_Problem_. Transcribe the data. Leave out nothing.

_Supplied material_.
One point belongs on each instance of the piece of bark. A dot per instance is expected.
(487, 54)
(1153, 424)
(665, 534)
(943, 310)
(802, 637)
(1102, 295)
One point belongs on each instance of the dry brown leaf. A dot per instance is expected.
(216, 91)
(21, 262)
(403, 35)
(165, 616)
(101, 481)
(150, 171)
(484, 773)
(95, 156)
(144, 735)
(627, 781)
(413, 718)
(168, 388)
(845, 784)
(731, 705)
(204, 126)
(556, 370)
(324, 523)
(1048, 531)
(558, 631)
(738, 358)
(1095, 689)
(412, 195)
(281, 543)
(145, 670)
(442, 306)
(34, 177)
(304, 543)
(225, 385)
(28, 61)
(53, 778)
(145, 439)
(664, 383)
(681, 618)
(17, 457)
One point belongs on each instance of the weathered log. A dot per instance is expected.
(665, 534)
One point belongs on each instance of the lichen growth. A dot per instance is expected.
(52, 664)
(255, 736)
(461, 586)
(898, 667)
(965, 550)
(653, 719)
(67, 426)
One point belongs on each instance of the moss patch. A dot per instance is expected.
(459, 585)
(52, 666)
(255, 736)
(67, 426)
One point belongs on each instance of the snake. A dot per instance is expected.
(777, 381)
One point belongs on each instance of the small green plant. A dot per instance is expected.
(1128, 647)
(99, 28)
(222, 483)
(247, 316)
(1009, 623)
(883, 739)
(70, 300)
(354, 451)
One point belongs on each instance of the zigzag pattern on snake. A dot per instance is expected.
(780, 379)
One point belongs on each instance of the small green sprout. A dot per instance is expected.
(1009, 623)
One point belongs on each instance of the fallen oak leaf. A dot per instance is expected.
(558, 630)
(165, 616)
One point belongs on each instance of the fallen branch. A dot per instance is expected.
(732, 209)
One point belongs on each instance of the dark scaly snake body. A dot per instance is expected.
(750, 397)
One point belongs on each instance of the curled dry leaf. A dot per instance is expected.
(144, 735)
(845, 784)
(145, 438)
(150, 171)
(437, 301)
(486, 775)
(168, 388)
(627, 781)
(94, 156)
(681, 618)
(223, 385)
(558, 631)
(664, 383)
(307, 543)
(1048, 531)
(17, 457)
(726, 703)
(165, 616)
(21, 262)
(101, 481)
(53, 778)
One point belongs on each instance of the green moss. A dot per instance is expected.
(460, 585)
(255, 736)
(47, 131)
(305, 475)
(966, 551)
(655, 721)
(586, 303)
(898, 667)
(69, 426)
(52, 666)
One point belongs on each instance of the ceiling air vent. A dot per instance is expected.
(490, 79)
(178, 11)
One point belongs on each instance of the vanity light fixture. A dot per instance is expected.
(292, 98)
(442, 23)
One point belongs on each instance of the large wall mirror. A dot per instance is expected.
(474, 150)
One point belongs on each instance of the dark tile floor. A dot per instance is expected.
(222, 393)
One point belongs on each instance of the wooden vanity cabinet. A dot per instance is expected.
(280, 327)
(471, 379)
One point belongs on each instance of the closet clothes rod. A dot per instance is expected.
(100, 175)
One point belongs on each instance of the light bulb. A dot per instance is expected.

_Completed exercise_.
One point belongs on each instance of the piece of bark. A dot per instance is expected.
(487, 54)
(1153, 424)
(665, 534)
(943, 310)
(802, 637)
(1102, 295)
One point belongs on each instance of the dry brown leaf. A dot per instance is expected.
(216, 91)
(21, 262)
(403, 35)
(165, 616)
(101, 481)
(150, 171)
(484, 773)
(95, 156)
(144, 735)
(627, 781)
(413, 718)
(168, 388)
(845, 784)
(731, 705)
(204, 126)
(556, 370)
(324, 523)
(1048, 531)
(558, 631)
(738, 358)
(1095, 689)
(412, 195)
(281, 543)
(145, 670)
(442, 306)
(34, 177)
(304, 543)
(225, 385)
(28, 61)
(53, 778)
(145, 439)
(664, 383)
(681, 618)
(17, 457)
One point belongs on each instance of the weathered log. A dot per instance is expected.
(665, 534)
One point belongs on each instance of the lichen growth. A dot per instance is expected.
(52, 664)
(255, 736)
(461, 586)
(898, 667)
(965, 550)
(653, 719)
(67, 426)
One point belongs on each instance of the moss patch. A dot per instance is expected.
(459, 585)
(52, 666)
(255, 736)
(67, 426)
One point belongs on each instance of the snake. A dot per instance is expected.
(777, 381)
One point belongs on each instance of the small green plant. A dot per instance is expected.
(1128, 647)
(99, 28)
(222, 483)
(247, 316)
(1009, 623)
(883, 739)
(70, 300)
(354, 451)
One point belongs on each instance of the zigzag pattern on snake. A dot per instance is expected.
(780, 379)
One point belongs on each instance of the small green sprout. A dot per instance is expected.
(1009, 623)
One point belongs on each instance of the fallen oak leaf. A dot per instance is expected.
(558, 630)
(165, 616)
One point belongs on each instance of the fallen branch. A dot per instance is expected.
(732, 209)
One point belongs on each instance of the dark scaly snake body. A dot per instance is expected.
(750, 397)
One point belongs on each instance of the curled dry leaf. A dot per instance is expected.
(144, 735)
(845, 784)
(145, 438)
(150, 171)
(437, 301)
(486, 775)
(168, 388)
(627, 781)
(94, 156)
(681, 618)
(223, 385)
(558, 631)
(664, 383)
(307, 543)
(1048, 531)
(17, 457)
(726, 703)
(165, 616)
(21, 262)
(101, 481)
(53, 778)
One point belongs on each instance of the green moss. A dot per instance is expected.
(460, 585)
(255, 736)
(47, 131)
(305, 475)
(966, 551)
(655, 721)
(586, 303)
(898, 667)
(69, 426)
(52, 666)
One point belongs on each instance of the ceiling air vent. A dot per instance is expected.
(490, 79)
(178, 11)
One point belongs on each instance of the vanity light fixture. A dot per instance is expected.
(292, 98)
(442, 23)
One point belongs on each instance of the large wall mirror. A dot per instance is expected.
(474, 150)
One point belongs on each instance of the dark tile floor. A dot per instance is expected.
(222, 393)
One point belongs on each instance of the wooden vanity cabinet. A dot per instance is expected.
(280, 327)
(471, 379)
One point belongs on each instance of the closet clothes rod. A dot per instance is expected.
(100, 175)
One point belongs on each instance of the light bulb. A dot per instance is expected.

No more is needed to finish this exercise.